- Exercise description
Convert every line of the entries below into a JSON list of strings, one string per line, skipping blank lines and leaving out the pictures.

════════════════════

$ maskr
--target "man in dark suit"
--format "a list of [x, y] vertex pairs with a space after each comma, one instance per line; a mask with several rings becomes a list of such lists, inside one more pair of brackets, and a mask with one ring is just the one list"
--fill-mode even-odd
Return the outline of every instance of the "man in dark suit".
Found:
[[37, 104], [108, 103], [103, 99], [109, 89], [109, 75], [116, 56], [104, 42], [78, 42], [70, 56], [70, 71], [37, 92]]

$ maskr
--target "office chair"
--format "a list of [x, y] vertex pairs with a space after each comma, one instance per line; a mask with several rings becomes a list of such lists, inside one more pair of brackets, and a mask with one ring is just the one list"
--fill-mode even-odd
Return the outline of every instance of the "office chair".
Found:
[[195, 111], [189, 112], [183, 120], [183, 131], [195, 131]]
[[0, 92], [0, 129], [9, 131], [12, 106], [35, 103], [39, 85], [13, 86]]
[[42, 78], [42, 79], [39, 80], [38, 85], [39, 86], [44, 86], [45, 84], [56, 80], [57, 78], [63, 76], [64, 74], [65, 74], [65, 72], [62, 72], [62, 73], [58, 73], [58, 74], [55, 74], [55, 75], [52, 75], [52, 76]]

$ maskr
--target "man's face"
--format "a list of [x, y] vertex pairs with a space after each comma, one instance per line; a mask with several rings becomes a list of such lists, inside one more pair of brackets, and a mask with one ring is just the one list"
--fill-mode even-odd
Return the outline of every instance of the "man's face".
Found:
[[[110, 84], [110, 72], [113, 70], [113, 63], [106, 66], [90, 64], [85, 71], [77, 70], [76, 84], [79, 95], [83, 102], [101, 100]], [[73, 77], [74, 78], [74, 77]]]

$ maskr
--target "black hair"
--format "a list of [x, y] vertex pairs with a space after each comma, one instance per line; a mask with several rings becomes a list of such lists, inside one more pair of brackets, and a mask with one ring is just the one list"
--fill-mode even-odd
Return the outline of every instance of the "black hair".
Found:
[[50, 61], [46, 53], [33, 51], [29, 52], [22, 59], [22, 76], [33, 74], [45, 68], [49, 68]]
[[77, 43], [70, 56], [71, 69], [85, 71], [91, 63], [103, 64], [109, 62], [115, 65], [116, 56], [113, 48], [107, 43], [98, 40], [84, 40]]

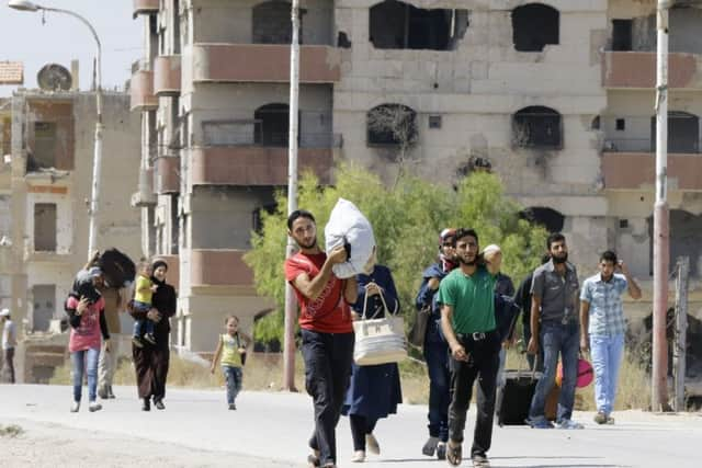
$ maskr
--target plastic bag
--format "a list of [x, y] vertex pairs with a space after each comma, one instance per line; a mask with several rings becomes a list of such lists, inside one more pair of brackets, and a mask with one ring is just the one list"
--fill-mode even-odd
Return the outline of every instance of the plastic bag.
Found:
[[327, 252], [338, 246], [347, 248], [347, 261], [333, 265], [332, 270], [337, 277], [350, 278], [363, 273], [374, 254], [373, 227], [353, 203], [339, 198], [325, 226], [325, 244]]

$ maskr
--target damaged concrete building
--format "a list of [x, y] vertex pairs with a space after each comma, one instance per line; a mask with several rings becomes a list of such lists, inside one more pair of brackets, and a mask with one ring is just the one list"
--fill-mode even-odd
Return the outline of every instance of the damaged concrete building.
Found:
[[[88, 259], [95, 95], [19, 89], [0, 105], [0, 305], [24, 335], [19, 381], [46, 383], [64, 363], [64, 300]], [[138, 258], [128, 187], [139, 170], [139, 119], [126, 93], [103, 93], [103, 122], [98, 248]]]
[[[671, 11], [671, 255], [702, 274], [702, 10]], [[655, 1], [303, 0], [301, 167], [333, 162], [390, 181], [499, 174], [524, 217], [568, 237], [582, 275], [615, 248], [650, 310]], [[143, 246], [180, 266], [177, 344], [208, 351], [225, 313], [249, 327], [271, 304], [241, 255], [286, 184], [291, 4], [136, 0], [145, 55], [135, 205]], [[371, 125], [400, 111], [409, 139]], [[405, 148], [406, 147], [406, 148]], [[398, 151], [406, 157], [398, 160]], [[702, 295], [693, 282], [692, 307]]]

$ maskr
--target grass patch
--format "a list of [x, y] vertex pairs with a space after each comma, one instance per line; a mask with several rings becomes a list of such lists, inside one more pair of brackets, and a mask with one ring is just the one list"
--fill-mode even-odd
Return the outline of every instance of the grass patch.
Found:
[[24, 430], [16, 424], [0, 425], [0, 437], [14, 438], [24, 434]]

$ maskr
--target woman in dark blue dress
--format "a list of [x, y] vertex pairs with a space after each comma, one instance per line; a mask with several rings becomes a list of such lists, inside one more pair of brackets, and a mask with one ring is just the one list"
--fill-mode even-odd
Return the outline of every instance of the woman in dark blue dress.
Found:
[[[399, 310], [399, 300], [393, 275], [387, 266], [375, 265], [367, 275], [359, 275], [359, 298], [353, 310], [361, 316], [363, 303], [367, 296], [366, 318], [384, 316], [383, 300], [392, 312]], [[381, 448], [373, 435], [375, 423], [381, 418], [397, 412], [397, 404], [403, 402], [397, 364], [380, 364], [376, 366], [358, 366], [353, 364], [351, 384], [347, 391], [341, 410], [349, 415], [353, 436], [352, 461], [364, 461], [366, 447], [372, 454], [380, 454]]]

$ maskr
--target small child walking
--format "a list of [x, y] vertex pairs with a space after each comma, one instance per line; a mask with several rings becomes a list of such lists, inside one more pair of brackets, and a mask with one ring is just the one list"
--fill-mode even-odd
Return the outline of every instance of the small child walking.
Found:
[[241, 391], [242, 372], [246, 361], [246, 349], [251, 343], [251, 339], [239, 331], [239, 319], [236, 316], [228, 316], [225, 321], [226, 333], [219, 335], [217, 350], [212, 357], [210, 372], [215, 373], [217, 361], [222, 356], [222, 372], [227, 383], [227, 403], [230, 410], [236, 410], [236, 399]]
[[[140, 312], [148, 312], [151, 309], [151, 298], [158, 286], [151, 281], [151, 264], [148, 262], [141, 262], [139, 264], [139, 272], [136, 276], [136, 286], [134, 288], [134, 308]], [[147, 318], [134, 320], [134, 334], [132, 342], [137, 347], [144, 347], [144, 340], [151, 344], [156, 344], [156, 338], [154, 336], [154, 322]]]

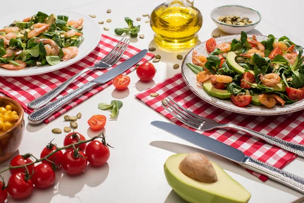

════════════════════

- Task response
[
  "$ maskr",
  "--target \"man in dark suit\"",
  "--format \"a list of [x, y] vertex pairs with a space after each comma, one instance per line; a mask with several rings becomes a list of such lists, inside one more pair of brackets, and a mask with one ring is just the one list\"",
  "--fill-mode even-odd",
  "Return the outline of every instance of the \"man in dark suit\".",
  "Found:",
  "[[37, 104], [108, 103], [103, 99], [109, 89], [109, 75], [116, 56], [104, 42], [78, 42], [70, 56], [70, 71], [37, 92]]",
  "$ maskr",
  "--target \"office chair\"",
  "--format \"a list of [x, y] vertex pairs with a space after each comma, one instance per line; a mask with several rings becomes a list of such lists, inside one more pair of brackets, and a mask with one ring is just the one list\"",
  "--fill-mode even-odd",
  "Return the outline of every instance of the \"office chair\".",
  "Found:",
  "[[195, 111], [189, 112], [183, 120], [183, 131], [195, 131]]",
  "[[0, 92], [0, 129], [9, 131], [12, 106], [35, 103], [39, 85], [13, 86]]",
  "[[42, 78], [42, 79], [39, 80], [38, 85], [39, 86], [44, 86], [45, 84], [56, 80], [57, 78], [63, 76], [64, 74], [65, 74], [65, 72], [62, 72], [62, 73], [58, 73], [58, 74], [55, 74], [55, 75], [52, 75], [52, 76]]",
  "$ maskr",
  "--target \"man's face\"",
  "--format \"a list of [x, y] vertex pairs with a space after each comma, one instance per line; a mask with several rings becomes a list of such lists, inside one more pair of brackets, and a mask with one ring is just the one list\"",
  "--fill-mode even-odd",
  "Return the outline of every instance of the \"man's face\".",
  "Found:",
  "[[[110, 84], [110, 72], [113, 70], [113, 63], [106, 66], [90, 64], [85, 71], [77, 70], [76, 84], [79, 95], [83, 102], [101, 100]], [[73, 77], [74, 78], [74, 77]]]",
  "$ maskr",
  "--target \"black hair\"",
  "--format \"a list of [x, y] vertex pairs with a space after each comma, one instance per line; a mask with several rings becomes a list of such lists, inside one more pair of brackets, and a mask with one ring is just the one list\"",
  "--fill-mode even-odd",
  "Return the outline of every instance of the \"black hair\".",
  "Found:",
  "[[50, 61], [46, 53], [33, 51], [29, 52], [22, 59], [22, 76], [33, 74], [45, 68], [49, 68]]",
  "[[77, 43], [70, 56], [71, 69], [85, 71], [91, 63], [103, 64], [109, 62], [115, 65], [116, 56], [113, 48], [107, 43], [98, 40], [84, 40]]",
  "$ maskr",
  "--target plastic bag",
  "--format \"a list of [x, y] vertex pairs with a space after each comma, one instance per line; a mask with several rings becomes a list of such lists, inside one more pair of brackets, and a mask with one ring is just the one list\"",
  "--fill-mode even-odd",
  "Return the outline of every instance of the plastic bag.",
  "Found:",
  "[[327, 252], [338, 246], [347, 248], [347, 261], [333, 265], [332, 270], [337, 277], [350, 278], [363, 273], [374, 254], [373, 227], [353, 203], [339, 198], [325, 226], [325, 244]]",
  "$ maskr",
  "--target damaged concrete building",
  "--format \"a list of [x, y] vertex pairs with a space after each comma, one instance per line; a mask with several rings becomes a list of such lists, inside one more pair of brackets, and a mask with one ring is just the one list\"",
  "--fill-mode even-odd",
  "Return the outline of every instance of the damaged concrete building.",
  "Found:",
  "[[[88, 259], [95, 95], [19, 89], [0, 105], [0, 305], [24, 335], [19, 381], [46, 383], [64, 363], [64, 300]], [[138, 258], [128, 187], [139, 170], [139, 119], [126, 93], [103, 93], [103, 122], [98, 248]]]",
  "[[[671, 11], [671, 255], [702, 274], [702, 10]], [[655, 1], [303, 0], [301, 167], [333, 162], [390, 181], [499, 174], [524, 217], [568, 237], [582, 275], [615, 248], [650, 310]], [[143, 246], [180, 266], [177, 344], [208, 351], [225, 313], [249, 327], [271, 304], [241, 255], [286, 184], [291, 4], [136, 0], [145, 55], [135, 205]], [[371, 125], [400, 111], [409, 139]], [[405, 148], [406, 147], [406, 148]], [[398, 151], [406, 157], [398, 160]], [[702, 295], [693, 282], [692, 307]]]",
  "$ maskr",
  "--target grass patch",
  "--format \"a list of [x, y] vertex pairs with a space after each comma, one instance per line; a mask with several rings becomes a list of such lists, inside one more pair of brackets, and a mask with one ring is just the one list\"",
  "--fill-mode even-odd",
  "Return the outline of every instance of the grass patch.",
  "Found:",
  "[[24, 430], [16, 424], [0, 425], [0, 437], [14, 438], [24, 434]]",
  "$ maskr",
  "--target woman in dark blue dress",
  "--format \"a list of [x, y] vertex pairs with a space after each comma, one instance per line; a mask with several rings becomes a list of such lists, inside one more pair of brackets, and a mask with one ring is just the one list\"",
  "--fill-mode even-odd",
  "Return the outline of every instance of the woman in dark blue dress.",
  "Found:",
  "[[[399, 310], [399, 300], [393, 275], [387, 266], [375, 265], [367, 275], [359, 275], [359, 298], [353, 310], [361, 316], [363, 303], [367, 296], [366, 318], [384, 316], [383, 300], [392, 312]], [[381, 448], [373, 435], [375, 423], [381, 418], [397, 412], [397, 404], [403, 402], [397, 364], [380, 364], [376, 366], [358, 366], [353, 364], [351, 384], [347, 391], [341, 410], [349, 415], [353, 436], [352, 461], [364, 461], [366, 447], [372, 454], [380, 454]]]",
  "$ maskr",
  "--target small child walking",
  "--format \"a list of [x, y] vertex pairs with a space after each comma, one instance per line; a mask with several rings becomes a list of such lists, inside one more pair of brackets, and a mask with one ring is just the one list\"",
  "--fill-mode even-odd",
  "Return the outline of every instance of the small child walking.",
  "Found:",
  "[[241, 391], [242, 372], [246, 361], [246, 349], [251, 343], [251, 339], [239, 331], [239, 319], [236, 316], [228, 316], [225, 321], [226, 333], [219, 335], [217, 350], [212, 357], [210, 372], [215, 373], [217, 361], [222, 356], [222, 372], [227, 383], [227, 403], [230, 410], [236, 410], [236, 399]]",
  "[[[140, 312], [148, 312], [151, 309], [151, 298], [158, 286], [151, 281], [151, 264], [148, 262], [141, 262], [139, 264], [139, 272], [136, 276], [136, 286], [134, 288], [134, 308]], [[147, 318], [134, 320], [134, 334], [132, 342], [137, 347], [144, 347], [144, 340], [151, 344], [156, 344], [156, 338], [154, 336], [154, 322]]]"
]